━━ TASK MATERIAL ━━
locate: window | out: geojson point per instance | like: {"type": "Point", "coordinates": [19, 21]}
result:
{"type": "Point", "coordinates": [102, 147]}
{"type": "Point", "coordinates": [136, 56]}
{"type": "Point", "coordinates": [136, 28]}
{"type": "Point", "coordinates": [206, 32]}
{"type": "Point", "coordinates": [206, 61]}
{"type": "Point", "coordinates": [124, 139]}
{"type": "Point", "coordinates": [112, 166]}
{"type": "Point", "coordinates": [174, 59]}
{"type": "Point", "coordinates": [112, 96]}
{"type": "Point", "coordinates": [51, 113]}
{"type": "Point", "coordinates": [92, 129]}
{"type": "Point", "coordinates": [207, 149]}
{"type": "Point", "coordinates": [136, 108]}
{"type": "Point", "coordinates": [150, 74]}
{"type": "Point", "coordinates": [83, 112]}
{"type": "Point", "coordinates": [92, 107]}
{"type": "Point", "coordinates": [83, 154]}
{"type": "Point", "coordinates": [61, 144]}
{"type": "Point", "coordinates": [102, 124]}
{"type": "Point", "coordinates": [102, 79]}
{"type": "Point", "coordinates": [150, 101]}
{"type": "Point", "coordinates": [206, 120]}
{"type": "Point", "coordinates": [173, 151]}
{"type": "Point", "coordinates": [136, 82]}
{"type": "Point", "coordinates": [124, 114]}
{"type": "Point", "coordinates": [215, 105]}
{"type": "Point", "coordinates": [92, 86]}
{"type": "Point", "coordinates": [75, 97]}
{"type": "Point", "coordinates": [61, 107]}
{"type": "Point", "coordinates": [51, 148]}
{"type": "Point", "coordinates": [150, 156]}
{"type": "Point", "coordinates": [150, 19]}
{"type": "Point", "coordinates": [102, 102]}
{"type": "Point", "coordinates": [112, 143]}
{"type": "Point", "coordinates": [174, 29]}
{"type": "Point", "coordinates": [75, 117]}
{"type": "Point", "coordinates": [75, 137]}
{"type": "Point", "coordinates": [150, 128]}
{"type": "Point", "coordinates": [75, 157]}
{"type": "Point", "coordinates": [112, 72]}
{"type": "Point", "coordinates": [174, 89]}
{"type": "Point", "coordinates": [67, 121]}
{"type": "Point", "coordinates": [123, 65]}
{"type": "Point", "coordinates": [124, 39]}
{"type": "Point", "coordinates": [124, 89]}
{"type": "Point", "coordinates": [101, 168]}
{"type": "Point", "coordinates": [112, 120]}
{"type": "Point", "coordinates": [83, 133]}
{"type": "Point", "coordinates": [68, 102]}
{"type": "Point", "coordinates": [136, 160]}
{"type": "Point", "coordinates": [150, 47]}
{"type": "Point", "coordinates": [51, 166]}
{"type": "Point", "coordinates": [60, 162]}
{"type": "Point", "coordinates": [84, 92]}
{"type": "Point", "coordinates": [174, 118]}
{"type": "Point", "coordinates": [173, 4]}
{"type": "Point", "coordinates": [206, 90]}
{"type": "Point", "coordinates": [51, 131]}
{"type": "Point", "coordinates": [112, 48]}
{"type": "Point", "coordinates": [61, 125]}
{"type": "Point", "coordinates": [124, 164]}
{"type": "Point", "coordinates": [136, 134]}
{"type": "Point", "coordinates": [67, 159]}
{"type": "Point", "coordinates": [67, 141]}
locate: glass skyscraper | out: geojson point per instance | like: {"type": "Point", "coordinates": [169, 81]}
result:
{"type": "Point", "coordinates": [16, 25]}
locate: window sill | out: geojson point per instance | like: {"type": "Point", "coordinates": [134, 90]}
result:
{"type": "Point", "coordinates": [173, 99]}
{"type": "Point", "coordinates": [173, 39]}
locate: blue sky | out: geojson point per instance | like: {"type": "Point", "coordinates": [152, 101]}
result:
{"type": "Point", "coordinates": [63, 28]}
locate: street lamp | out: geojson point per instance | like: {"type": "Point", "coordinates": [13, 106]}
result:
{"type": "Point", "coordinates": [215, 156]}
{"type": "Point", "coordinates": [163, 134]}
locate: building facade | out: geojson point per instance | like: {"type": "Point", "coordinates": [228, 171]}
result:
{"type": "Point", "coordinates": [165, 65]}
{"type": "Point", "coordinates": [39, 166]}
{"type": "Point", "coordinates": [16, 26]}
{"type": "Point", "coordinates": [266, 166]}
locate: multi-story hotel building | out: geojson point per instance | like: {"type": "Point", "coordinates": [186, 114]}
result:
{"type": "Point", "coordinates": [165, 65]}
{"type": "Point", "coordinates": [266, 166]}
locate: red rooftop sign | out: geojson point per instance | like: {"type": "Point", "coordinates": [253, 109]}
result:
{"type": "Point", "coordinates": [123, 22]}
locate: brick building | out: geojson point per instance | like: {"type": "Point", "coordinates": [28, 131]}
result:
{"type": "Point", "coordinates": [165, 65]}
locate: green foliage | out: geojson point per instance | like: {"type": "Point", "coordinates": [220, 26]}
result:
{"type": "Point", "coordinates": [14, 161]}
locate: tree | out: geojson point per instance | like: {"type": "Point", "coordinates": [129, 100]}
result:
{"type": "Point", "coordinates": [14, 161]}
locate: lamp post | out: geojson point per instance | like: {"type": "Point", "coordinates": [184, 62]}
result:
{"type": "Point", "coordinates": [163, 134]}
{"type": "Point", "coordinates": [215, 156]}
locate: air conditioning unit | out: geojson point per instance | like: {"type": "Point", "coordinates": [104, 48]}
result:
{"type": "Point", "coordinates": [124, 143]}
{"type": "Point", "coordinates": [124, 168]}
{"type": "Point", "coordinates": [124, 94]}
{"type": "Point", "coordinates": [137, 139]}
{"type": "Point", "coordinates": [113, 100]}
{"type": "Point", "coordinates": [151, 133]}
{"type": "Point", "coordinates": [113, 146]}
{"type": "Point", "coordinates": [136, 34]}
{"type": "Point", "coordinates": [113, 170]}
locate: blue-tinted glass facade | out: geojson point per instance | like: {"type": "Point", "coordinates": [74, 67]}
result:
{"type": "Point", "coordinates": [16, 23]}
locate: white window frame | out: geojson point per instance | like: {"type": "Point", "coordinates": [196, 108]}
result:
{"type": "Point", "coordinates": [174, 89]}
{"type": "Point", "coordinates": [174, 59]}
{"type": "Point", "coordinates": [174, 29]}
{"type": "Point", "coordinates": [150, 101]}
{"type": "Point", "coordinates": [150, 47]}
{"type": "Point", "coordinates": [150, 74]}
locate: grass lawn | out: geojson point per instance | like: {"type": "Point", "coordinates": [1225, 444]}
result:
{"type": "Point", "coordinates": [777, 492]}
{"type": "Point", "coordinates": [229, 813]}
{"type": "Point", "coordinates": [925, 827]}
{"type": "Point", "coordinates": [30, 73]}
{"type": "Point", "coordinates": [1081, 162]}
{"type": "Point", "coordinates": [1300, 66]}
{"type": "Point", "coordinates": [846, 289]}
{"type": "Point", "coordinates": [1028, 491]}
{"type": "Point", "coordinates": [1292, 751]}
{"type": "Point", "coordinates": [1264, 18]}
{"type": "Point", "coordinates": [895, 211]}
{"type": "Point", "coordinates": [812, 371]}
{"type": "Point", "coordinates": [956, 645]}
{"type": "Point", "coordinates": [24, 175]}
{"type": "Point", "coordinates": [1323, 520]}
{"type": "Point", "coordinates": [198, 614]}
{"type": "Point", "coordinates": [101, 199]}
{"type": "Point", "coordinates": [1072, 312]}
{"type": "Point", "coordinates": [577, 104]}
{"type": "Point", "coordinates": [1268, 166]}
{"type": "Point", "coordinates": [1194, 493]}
━━━
TASK BRIEF>
Could every record be printed again exactly as it reads?

ANSWER FOR THIS EXERCISE>
locate: window | out: geojson point per instance | like: {"type": "Point", "coordinates": [19, 21]}
result:
{"type": "Point", "coordinates": [102, 147]}
{"type": "Point", "coordinates": [136, 56]}
{"type": "Point", "coordinates": [136, 28]}
{"type": "Point", "coordinates": [206, 32]}
{"type": "Point", "coordinates": [206, 61]}
{"type": "Point", "coordinates": [124, 139]}
{"type": "Point", "coordinates": [112, 166]}
{"type": "Point", "coordinates": [174, 59]}
{"type": "Point", "coordinates": [112, 96]}
{"type": "Point", "coordinates": [51, 113]}
{"type": "Point", "coordinates": [92, 129]}
{"type": "Point", "coordinates": [207, 149]}
{"type": "Point", "coordinates": [136, 108]}
{"type": "Point", "coordinates": [150, 74]}
{"type": "Point", "coordinates": [83, 112]}
{"type": "Point", "coordinates": [92, 107]}
{"type": "Point", "coordinates": [83, 154]}
{"type": "Point", "coordinates": [61, 144]}
{"type": "Point", "coordinates": [102, 124]}
{"type": "Point", "coordinates": [102, 79]}
{"type": "Point", "coordinates": [150, 101]}
{"type": "Point", "coordinates": [206, 120]}
{"type": "Point", "coordinates": [173, 151]}
{"type": "Point", "coordinates": [136, 82]}
{"type": "Point", "coordinates": [124, 114]}
{"type": "Point", "coordinates": [215, 105]}
{"type": "Point", "coordinates": [92, 86]}
{"type": "Point", "coordinates": [75, 97]}
{"type": "Point", "coordinates": [61, 107]}
{"type": "Point", "coordinates": [51, 148]}
{"type": "Point", "coordinates": [150, 156]}
{"type": "Point", "coordinates": [150, 19]}
{"type": "Point", "coordinates": [102, 102]}
{"type": "Point", "coordinates": [112, 143]}
{"type": "Point", "coordinates": [174, 29]}
{"type": "Point", "coordinates": [75, 117]}
{"type": "Point", "coordinates": [75, 137]}
{"type": "Point", "coordinates": [150, 128]}
{"type": "Point", "coordinates": [75, 157]}
{"type": "Point", "coordinates": [112, 72]}
{"type": "Point", "coordinates": [174, 89]}
{"type": "Point", "coordinates": [67, 121]}
{"type": "Point", "coordinates": [123, 65]}
{"type": "Point", "coordinates": [124, 39]}
{"type": "Point", "coordinates": [124, 89]}
{"type": "Point", "coordinates": [101, 168]}
{"type": "Point", "coordinates": [112, 120]}
{"type": "Point", "coordinates": [83, 133]}
{"type": "Point", "coordinates": [68, 102]}
{"type": "Point", "coordinates": [136, 160]}
{"type": "Point", "coordinates": [150, 47]}
{"type": "Point", "coordinates": [51, 166]}
{"type": "Point", "coordinates": [60, 162]}
{"type": "Point", "coordinates": [84, 92]}
{"type": "Point", "coordinates": [174, 118]}
{"type": "Point", "coordinates": [173, 4]}
{"type": "Point", "coordinates": [206, 90]}
{"type": "Point", "coordinates": [51, 131]}
{"type": "Point", "coordinates": [112, 48]}
{"type": "Point", "coordinates": [61, 125]}
{"type": "Point", "coordinates": [124, 164]}
{"type": "Point", "coordinates": [136, 134]}
{"type": "Point", "coordinates": [67, 159]}
{"type": "Point", "coordinates": [67, 141]}
locate: glass skyscraper | out: geojson point per instance | like: {"type": "Point", "coordinates": [169, 81]}
result:
{"type": "Point", "coordinates": [16, 25]}
locate: window sill | out: geojson point per instance | like: {"type": "Point", "coordinates": [134, 90]}
result:
{"type": "Point", "coordinates": [173, 99]}
{"type": "Point", "coordinates": [173, 39]}
locate: blue sky | out: geojson point per instance | like: {"type": "Point", "coordinates": [152, 101]}
result:
{"type": "Point", "coordinates": [63, 28]}
locate: street lamp | out: geojson point per instance | like: {"type": "Point", "coordinates": [13, 106]}
result:
{"type": "Point", "coordinates": [215, 156]}
{"type": "Point", "coordinates": [163, 134]}
locate: building facade | out: geojson point per instance | like: {"type": "Point", "coordinates": [228, 171]}
result:
{"type": "Point", "coordinates": [165, 65]}
{"type": "Point", "coordinates": [39, 166]}
{"type": "Point", "coordinates": [16, 26]}
{"type": "Point", "coordinates": [266, 166]}
locate: multi-story hotel building | out: geojson point per instance | like: {"type": "Point", "coordinates": [186, 114]}
result:
{"type": "Point", "coordinates": [165, 65]}
{"type": "Point", "coordinates": [266, 166]}
locate: red rooftop sign | out: geojson point per instance | like: {"type": "Point", "coordinates": [253, 109]}
result:
{"type": "Point", "coordinates": [123, 22]}
locate: brick building | out: geojson point per instance | like: {"type": "Point", "coordinates": [28, 131]}
result:
{"type": "Point", "coordinates": [165, 65]}
locate: green foliage | out: geojson point per instance | like: {"type": "Point", "coordinates": [220, 26]}
result:
{"type": "Point", "coordinates": [14, 161]}
locate: tree | out: geojson point per instance | like: {"type": "Point", "coordinates": [129, 100]}
result:
{"type": "Point", "coordinates": [14, 161]}
locate: lamp post | out: geojson point per instance | like: {"type": "Point", "coordinates": [184, 62]}
result:
{"type": "Point", "coordinates": [163, 134]}
{"type": "Point", "coordinates": [215, 156]}
locate: air conditioning unit | out: geojson point per instance | like: {"type": "Point", "coordinates": [104, 48]}
result:
{"type": "Point", "coordinates": [124, 143]}
{"type": "Point", "coordinates": [124, 168]}
{"type": "Point", "coordinates": [124, 94]}
{"type": "Point", "coordinates": [137, 139]}
{"type": "Point", "coordinates": [113, 100]}
{"type": "Point", "coordinates": [151, 133]}
{"type": "Point", "coordinates": [113, 146]}
{"type": "Point", "coordinates": [136, 34]}
{"type": "Point", "coordinates": [113, 170]}
locate: blue-tinted glass facade | out: geojson point per instance | like: {"type": "Point", "coordinates": [74, 67]}
result:
{"type": "Point", "coordinates": [16, 23]}
locate: white window frame | out: geojson point per instance | like: {"type": "Point", "coordinates": [196, 108]}
result:
{"type": "Point", "coordinates": [174, 89]}
{"type": "Point", "coordinates": [174, 59]}
{"type": "Point", "coordinates": [174, 29]}
{"type": "Point", "coordinates": [150, 101]}
{"type": "Point", "coordinates": [150, 47]}
{"type": "Point", "coordinates": [150, 74]}
locate: grass lawn | out: geojson point per instance | like: {"type": "Point", "coordinates": [1225, 444]}
result:
{"type": "Point", "coordinates": [777, 492]}
{"type": "Point", "coordinates": [229, 813]}
{"type": "Point", "coordinates": [925, 827]}
{"type": "Point", "coordinates": [30, 73]}
{"type": "Point", "coordinates": [1081, 162]}
{"type": "Point", "coordinates": [1300, 66]}
{"type": "Point", "coordinates": [846, 289]}
{"type": "Point", "coordinates": [1028, 491]}
{"type": "Point", "coordinates": [1292, 751]}
{"type": "Point", "coordinates": [1264, 18]}
{"type": "Point", "coordinates": [895, 211]}
{"type": "Point", "coordinates": [812, 371]}
{"type": "Point", "coordinates": [956, 645]}
{"type": "Point", "coordinates": [24, 175]}
{"type": "Point", "coordinates": [1323, 520]}
{"type": "Point", "coordinates": [198, 614]}
{"type": "Point", "coordinates": [101, 199]}
{"type": "Point", "coordinates": [1072, 312]}
{"type": "Point", "coordinates": [577, 104]}
{"type": "Point", "coordinates": [1268, 166]}
{"type": "Point", "coordinates": [1194, 493]}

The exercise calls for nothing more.